• Testo di partenza

+ + + + + + +

L’attività del CAM Coordinator: Un percorso ad ostacoli

11 Gennaio 2024

Autore: Nunzia Coppola – Livio Izzo
 
Editore/Rivista: Il Giornale dell’Ingegnere – N.10/2023

 

Non solo competenza di merito ma anche nella verifica di Idoneità formale e sostanziale delle Certificazioni esibite.

Sappiamo che il “Decreto CAM” (DM 23/06/2022) ha anticipato alla fase progettuale l’individuazione dei Criteri Ambientali Minimi previsti in una Costruzione (Relazione CAM – par. 2.2.1)  individuando i Requisiti tecnici che deve avere il Progettista (par. 2.1.1) che qui viene individuato per semplicità come CAM Coordinator e cioè come il Professionista che si interfaccia con tutti gli altri (Architetti, Strutturisti, Impiantisti etc.) per l’individuazione e/o condivisione anche delle scelte materiche e/o progettuali CAM Compliant.

+ + + + + + +

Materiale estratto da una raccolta
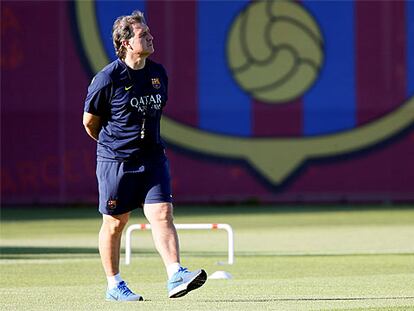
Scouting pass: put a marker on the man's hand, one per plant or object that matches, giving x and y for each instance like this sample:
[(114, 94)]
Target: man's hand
[(92, 125)]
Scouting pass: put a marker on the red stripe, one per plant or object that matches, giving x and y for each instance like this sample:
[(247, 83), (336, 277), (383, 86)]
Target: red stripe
[(381, 57), (173, 25), (277, 119)]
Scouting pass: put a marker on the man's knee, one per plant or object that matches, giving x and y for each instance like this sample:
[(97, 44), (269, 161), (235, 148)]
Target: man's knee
[(115, 224), (159, 212)]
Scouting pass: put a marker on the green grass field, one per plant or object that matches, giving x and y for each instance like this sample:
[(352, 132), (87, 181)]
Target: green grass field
[(287, 258)]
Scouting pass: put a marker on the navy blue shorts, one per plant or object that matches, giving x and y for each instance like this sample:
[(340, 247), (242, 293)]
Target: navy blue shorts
[(125, 186)]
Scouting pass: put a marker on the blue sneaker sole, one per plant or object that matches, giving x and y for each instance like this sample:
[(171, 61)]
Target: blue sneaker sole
[(197, 282)]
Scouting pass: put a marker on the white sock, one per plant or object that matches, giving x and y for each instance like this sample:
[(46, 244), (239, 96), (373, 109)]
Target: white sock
[(114, 280), (173, 268)]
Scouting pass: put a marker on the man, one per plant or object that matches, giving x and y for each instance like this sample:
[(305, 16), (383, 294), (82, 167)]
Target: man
[(122, 113)]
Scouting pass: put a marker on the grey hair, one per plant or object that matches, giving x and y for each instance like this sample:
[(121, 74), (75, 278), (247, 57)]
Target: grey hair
[(123, 30)]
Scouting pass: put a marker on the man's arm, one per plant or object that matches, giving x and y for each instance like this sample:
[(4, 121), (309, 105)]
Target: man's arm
[(92, 125)]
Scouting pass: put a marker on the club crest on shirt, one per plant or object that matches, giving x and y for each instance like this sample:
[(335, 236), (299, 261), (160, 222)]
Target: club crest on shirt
[(111, 204), (156, 83)]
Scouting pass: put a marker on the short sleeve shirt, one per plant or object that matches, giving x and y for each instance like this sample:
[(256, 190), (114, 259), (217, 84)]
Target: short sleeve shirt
[(129, 103)]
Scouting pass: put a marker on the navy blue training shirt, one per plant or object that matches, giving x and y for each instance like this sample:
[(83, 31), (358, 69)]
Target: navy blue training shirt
[(130, 104)]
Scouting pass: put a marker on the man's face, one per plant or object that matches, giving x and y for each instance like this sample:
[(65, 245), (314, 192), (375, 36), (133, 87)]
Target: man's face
[(141, 42)]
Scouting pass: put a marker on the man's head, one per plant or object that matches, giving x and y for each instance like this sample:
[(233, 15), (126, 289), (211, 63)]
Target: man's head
[(131, 34)]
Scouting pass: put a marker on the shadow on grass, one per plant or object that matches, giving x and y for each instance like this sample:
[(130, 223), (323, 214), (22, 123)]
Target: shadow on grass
[(39, 212), (311, 299)]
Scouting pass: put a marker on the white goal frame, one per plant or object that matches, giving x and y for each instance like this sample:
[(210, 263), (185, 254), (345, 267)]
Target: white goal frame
[(226, 227)]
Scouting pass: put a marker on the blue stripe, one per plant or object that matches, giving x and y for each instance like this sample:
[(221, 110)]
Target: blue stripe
[(330, 105), (410, 47), (107, 12), (223, 107)]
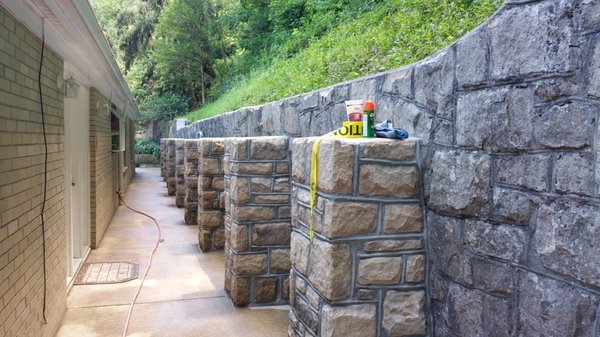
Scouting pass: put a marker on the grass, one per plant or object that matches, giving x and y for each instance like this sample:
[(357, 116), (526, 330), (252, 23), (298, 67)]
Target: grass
[(396, 33)]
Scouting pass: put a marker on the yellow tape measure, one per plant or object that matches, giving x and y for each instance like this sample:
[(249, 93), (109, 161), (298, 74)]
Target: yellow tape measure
[(313, 185), (349, 130)]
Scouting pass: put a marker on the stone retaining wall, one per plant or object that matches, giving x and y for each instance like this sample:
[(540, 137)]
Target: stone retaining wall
[(171, 166), (163, 158), (211, 183), (191, 181), (257, 220), (508, 120), (180, 188), (364, 273)]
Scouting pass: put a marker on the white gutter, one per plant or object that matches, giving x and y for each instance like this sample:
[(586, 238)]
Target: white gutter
[(72, 31)]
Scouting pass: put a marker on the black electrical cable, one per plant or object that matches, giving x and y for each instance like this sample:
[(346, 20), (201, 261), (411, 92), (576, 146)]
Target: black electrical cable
[(45, 174)]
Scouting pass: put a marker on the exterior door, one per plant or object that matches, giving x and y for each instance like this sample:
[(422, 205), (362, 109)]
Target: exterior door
[(77, 177)]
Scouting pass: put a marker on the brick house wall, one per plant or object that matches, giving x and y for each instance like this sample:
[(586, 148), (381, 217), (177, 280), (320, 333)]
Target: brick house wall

+ + + + + + +

• Obiettivo 1
Modifica il passo del testo sul CAM Coordinator da "Editore/Rivista: Il Giornale" a "progettuali CAM Compliant.", mettendo "Tecnico incaricato" al posto di "Progettista".
• Obiettivo 2
Riscrivi in forma di elenco puntato il paragrafo del testo sul CAM Coordinator che comincia con «Sappiamo che il “Decreto CAM”», mantenendone i fatti principali.

• Soluzione 1
Editore/Rivista: Il Giornale dell’Ingegnere – N.10/2023

 

Non solo competenza di merito ma anche nella verifica di Idoneità formale e sostanziale delle Certificazioni esibite.

Sappiamo che il “Decreto CAM” (DM 23/06/2022) ha anticipato alla fase progettuale l’individuazione dei Criteri Ambientali Minimi previsti in una Costruzione (Relazione CAM – par. 2.2.1)  individuando i Requisiti tecnici che deve avere il Tecnico incaricato (par. 2.1.1) che qui viene individuato per semplicità come CAM Coordinator e cioè come il Professionista che si interfaccia con tutti gli altri (Architetti, Strutturisti, Impiantisti etc.) per l’individuazione e/o condivisione anche delle scelte materiche e/o progettuali CAM Compliant.

• Soluzione 2
- Il "Decreto CAM" (DM 23/06/2022) ha anticipato alla fase progettuale l'individuazione dei Criteri Ambientali Minimi previsti in una Costruzione (Relazione CAM, par. 2.2.1).
- Il decreto individua i Requisiti tecnici che deve avere il Progettista (par. 2.1.1).
- Il Progettista viene chiamato per semplicità CAM Coordinator. È il Professionista che si interfaccia con tutti gli altri (Architetti, Strutturisti, Impiantisti etc.) per individuare e/o condividere anche le scelte materiche e/o progettuali CAM Compliant.